Locate each line in the material below that contains the string "wheel", and copy those lines in their original order.

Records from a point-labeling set
— START —

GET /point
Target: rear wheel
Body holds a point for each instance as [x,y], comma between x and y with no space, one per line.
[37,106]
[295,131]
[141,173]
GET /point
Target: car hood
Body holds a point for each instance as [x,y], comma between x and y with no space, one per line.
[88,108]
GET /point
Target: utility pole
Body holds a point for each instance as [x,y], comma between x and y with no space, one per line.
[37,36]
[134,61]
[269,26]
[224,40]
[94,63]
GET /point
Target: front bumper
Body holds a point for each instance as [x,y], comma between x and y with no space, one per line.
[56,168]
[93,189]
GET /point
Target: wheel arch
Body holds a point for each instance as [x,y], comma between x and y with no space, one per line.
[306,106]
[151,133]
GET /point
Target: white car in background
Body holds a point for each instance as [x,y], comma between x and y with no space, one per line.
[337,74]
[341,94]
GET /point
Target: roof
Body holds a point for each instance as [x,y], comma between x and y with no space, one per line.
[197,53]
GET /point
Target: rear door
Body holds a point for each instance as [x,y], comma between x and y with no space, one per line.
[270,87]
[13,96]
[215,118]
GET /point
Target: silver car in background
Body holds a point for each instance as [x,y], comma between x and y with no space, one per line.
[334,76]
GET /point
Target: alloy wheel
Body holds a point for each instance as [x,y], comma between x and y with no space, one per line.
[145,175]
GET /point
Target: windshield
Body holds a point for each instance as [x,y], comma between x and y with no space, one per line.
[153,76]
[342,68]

— END —

* Task solution *
Target: rear wheel
Target: wheel arch
Target: alloy wheel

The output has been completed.